▶ [TEXT PROVIDED]:
******

XTM Advanced Text Aligner

Grace Cowan

updated at March 16, 2023

Introduction

Alignment became a classical computational linguistics topic following the publication of the seminal paper by Gale & Church in 1993. Although the paper is very interesting, it makes an assumption that the source and target texts correspond at least in terms of paragraphs, if not at the sentence level.

The real world

In reality the input material for alignment projects is often quite different from the theoretical work of Gale & Church. Typically you can encounter the following issues:

The source and target documents are not the same version:
- Additional text may have been added to the source document
- Text may have been removed or changed
- Text may have been reordered and moved around in the source document
In an unconstrained translation environment (i.e. where a CAT tool has not been used) the translator can make arbitrary decisions regarding the translation:
- Sentences may be omitted, the translator regarding them as superfluous, or unwarranted in the target language
- Multiple sentences may be rendered as one sentence
- A single sentence may be translated as multiple sentences
- Complete paragraphs may be ‘reworked’ by the translator to provide a clearer interpretation in the target language.
- The translator may decide to completely rework the structure of the original document, especially if this is an unconstrained translation of a Microsoft Word document.

In a real world environment it is not possible to rely on the classical approach: the documents may be too different to provide the basis of a Gale & Church approach to alignment. In my experience this is the case in 90% of real world alignment projects: someone has the translation and a version of the source, but the two do not correspond.

******

▶ [PROVIDED INFORMATION]:
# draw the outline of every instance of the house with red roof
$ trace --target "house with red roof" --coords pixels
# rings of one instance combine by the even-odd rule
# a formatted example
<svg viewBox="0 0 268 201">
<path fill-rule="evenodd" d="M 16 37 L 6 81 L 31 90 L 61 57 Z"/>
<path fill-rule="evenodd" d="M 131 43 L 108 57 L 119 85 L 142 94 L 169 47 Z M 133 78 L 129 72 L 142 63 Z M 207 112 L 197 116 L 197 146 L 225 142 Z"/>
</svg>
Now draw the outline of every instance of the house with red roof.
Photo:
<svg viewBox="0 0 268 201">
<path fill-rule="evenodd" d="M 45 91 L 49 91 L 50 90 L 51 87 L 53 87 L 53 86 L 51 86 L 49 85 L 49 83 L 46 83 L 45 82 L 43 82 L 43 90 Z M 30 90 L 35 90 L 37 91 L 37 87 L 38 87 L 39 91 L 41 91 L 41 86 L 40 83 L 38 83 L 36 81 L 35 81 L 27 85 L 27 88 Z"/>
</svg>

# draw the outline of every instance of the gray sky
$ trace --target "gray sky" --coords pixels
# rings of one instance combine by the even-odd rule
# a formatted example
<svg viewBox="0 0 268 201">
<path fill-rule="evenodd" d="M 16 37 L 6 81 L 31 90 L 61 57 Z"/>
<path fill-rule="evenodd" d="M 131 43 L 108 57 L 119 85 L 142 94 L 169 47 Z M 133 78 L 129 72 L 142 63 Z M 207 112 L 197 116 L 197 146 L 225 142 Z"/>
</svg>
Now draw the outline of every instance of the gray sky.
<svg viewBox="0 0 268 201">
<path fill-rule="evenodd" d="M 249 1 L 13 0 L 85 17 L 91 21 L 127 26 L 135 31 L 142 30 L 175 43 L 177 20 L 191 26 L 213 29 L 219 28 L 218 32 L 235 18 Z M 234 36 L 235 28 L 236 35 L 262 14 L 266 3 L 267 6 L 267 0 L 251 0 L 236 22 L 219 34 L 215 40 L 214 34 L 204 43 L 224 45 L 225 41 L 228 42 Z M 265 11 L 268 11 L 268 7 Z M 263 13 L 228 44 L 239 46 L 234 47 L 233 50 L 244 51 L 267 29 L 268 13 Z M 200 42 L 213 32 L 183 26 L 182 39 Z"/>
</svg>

******

▶ [WRITTEN REQUEST A]:
Answer these questions from the article on text alignment:
(i) Which authors published the paper that made alignment a classical computational linguistics topic, and in what year?
(ii) What does that paper assume about the source and target texts?
(iii) In what percentage of real world alignment projects, in the author's experience, are the documents too different for the classical approach?
▶ [WRITTEN REQUEST B]: Pick up the article on text alignment after its last sentence and continue it.
The entries are not needed for any of this.

▶ [FINAL RESULT A]:
(i) Gale & Church, in 1993.
(ii) It assumes that the source and target texts correspond at least in terms of paragraphs, if not at the sentence level.
(iii) 90%.

▶ [FINAL RESULT B]:
The XTM Aligner approach

The only real viable solution to the problem of alignment lies with the use of dictionaries. It has recently been possible to source commercially Big Data lexicons covering a very large number of languages. Nevertheless it is not possible to rely just on standard lexicons. Translators can often use synonyms that do not correspond directly to the source term. In addition there is the problem of grammatical ‘function’ words that are not covered necessarily adequately by lexicons.

Lexicons provide a very effective way of assessing the viability of matching individual segments of text, and also of identifying text that is out of sequence between source and target elements. The newly released XTM Aligner creates a ‘skeleton’ overlay of the text and assesses the degree of change between the source and target versions of the document. It then uses this overlay to commence the alignment of each individual segment, depending on its viability: the segment may be new or modified, or it may have been moved within the document.

Languages and scripts

The XTM Aligner is designed to work with all scripts and languages, including Cyrillic, Greek, Hebrew, Arabic, Chinese, Japanese, Korean and Devanagari. It can currently align in any direction between the following languages:

AF – Afrikaans
AR – Arabic
AZ – Azerbaijani
BE – Belorussian
BG – Bulgarian
BN – Bengali
CA – Catalan
CS – Czech
DA – Danish
DE – German
EL – Greek
EN – English
ES – Spanish
ET – Estonian
FA – Farsi
FI – Finnish
FR – French
HE – Hebrew
HI – Hindi
HR – Croatian/Bosnian/Serbian
HU – Hungarian
HY – Armenian
ID – Bahasa (Indonesian)
IS – Icelandic
IT – Italian
JA – Japanese
KA – Georgian
KO – Korean
LT – Lithuanian
LV – Latvian
MK – Macedonian
ML – Maltese
MS – Bahasa (Malaysian)
NL – Dutch
NO – Norwegian
PL – Polish
PT – Portuguese
RO – Romanian
RU – Russian
SK – Slovak
SL – Slovenian
SQ – Albanian
SV – Swedish
SW – Swahili (Kiswahili)
TH – Thai
TL – Tagalog
TR – Turkish
UK – Ukrainian
VI – Vietnamese
ZH – Chinese

Excel output

The XTM Aligner creates an output file in Microsoft Excel format, including the use of colour to provide hints as to the viability of the match. A probability score is also provided using the standard mathematical scoring of ‘0’ for no probability and ‘1’ for total probability.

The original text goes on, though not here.